REQUEST: Give back, unchanged, the lines of the listing below, beginning with the line that contains "Practice step: find the woman wearing white" and continuing through the line that contains "(1041, 500)", both included.
>>>>>
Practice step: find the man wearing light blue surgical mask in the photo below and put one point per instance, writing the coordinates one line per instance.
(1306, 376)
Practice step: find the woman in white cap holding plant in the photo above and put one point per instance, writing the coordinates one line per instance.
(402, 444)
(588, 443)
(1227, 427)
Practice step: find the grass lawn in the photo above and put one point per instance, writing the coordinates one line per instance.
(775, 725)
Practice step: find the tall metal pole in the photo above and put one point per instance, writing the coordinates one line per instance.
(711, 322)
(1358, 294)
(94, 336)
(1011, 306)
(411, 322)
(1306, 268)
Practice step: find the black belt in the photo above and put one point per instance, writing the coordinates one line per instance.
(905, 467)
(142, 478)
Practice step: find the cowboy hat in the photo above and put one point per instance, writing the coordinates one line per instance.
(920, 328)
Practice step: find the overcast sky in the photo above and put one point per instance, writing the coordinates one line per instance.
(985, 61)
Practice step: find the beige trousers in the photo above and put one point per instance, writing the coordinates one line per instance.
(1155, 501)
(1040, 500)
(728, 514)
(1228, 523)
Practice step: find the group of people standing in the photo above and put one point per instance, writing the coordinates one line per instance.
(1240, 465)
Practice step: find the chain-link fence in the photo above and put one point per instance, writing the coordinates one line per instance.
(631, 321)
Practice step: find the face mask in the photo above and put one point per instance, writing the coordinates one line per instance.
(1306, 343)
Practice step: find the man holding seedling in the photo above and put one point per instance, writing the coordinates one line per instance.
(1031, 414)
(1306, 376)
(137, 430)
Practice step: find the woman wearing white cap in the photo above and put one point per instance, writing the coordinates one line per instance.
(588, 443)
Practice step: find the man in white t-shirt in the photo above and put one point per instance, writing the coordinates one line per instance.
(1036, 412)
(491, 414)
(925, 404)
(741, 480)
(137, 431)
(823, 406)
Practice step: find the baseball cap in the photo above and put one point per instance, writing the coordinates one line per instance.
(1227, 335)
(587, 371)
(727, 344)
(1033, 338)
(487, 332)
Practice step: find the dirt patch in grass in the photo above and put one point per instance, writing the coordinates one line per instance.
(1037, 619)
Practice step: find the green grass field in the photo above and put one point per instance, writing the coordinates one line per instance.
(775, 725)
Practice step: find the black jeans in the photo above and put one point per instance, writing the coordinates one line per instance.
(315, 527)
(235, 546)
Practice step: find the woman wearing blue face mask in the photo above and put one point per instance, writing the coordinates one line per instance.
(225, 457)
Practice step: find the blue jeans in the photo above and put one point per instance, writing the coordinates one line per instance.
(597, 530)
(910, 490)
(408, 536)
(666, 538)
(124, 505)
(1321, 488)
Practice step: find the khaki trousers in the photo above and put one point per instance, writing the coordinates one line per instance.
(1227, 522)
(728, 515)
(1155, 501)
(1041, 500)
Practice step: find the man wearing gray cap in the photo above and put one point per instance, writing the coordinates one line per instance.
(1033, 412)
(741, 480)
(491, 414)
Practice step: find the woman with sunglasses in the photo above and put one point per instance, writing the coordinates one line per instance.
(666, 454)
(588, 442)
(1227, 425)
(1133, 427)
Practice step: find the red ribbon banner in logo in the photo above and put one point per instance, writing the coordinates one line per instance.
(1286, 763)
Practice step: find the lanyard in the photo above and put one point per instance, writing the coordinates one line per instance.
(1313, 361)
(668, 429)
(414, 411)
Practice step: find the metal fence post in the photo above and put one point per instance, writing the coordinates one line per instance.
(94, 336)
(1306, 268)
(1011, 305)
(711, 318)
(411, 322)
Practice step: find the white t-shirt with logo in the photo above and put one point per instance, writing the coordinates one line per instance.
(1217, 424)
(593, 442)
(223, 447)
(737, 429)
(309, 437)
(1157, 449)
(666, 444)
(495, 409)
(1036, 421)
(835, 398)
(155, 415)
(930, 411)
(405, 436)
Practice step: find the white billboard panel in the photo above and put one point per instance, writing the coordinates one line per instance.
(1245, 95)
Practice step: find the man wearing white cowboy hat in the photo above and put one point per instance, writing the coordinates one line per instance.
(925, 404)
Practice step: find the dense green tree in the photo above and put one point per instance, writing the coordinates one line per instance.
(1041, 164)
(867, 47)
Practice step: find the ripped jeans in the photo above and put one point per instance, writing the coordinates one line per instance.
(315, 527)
<<<<<
RESULT OF THIS TASK:
Practice step: find the woman wearing white cap in the photo above and put one point per instance, writing the coordinates one line per instance.
(588, 443)
Practice step: find the man in white t-shirt in the photo above and put one point per instance, writing the coordinates one line per instance.
(1036, 412)
(491, 414)
(925, 404)
(741, 480)
(137, 431)
(823, 406)
Practice step: find the baseball cap in the photo above and put one point per instance, writing the coordinates one line per instance.
(1227, 335)
(587, 371)
(727, 344)
(1033, 338)
(487, 332)
Practice step: find the dirt patch in grass in the photo above and put one point per instance, writing the coordinates one line per instance.
(1037, 619)
Practice step: find the green grass field in the photo above and put one point per instance, writing the coordinates one line per instance.
(775, 725)
Practice step: find the black jeans in the photo above and put one point per instance, writing the coordinates one line per instance.
(315, 527)
(235, 546)
Practice step: find the woman wearing blue face mask in the photo above and put one point per instance, writing the coordinates one line per instance.
(225, 457)
Practice step: find the blue jeans in the photo above and put one point per instance, writing the coordinates one line per instance.
(597, 530)
(910, 490)
(408, 536)
(666, 538)
(124, 505)
(1321, 488)
Practice step: find the khaki trousers in the photo above and put one point per instance, writing the coordinates one line per instance.
(1227, 522)
(728, 515)
(1155, 501)
(1041, 500)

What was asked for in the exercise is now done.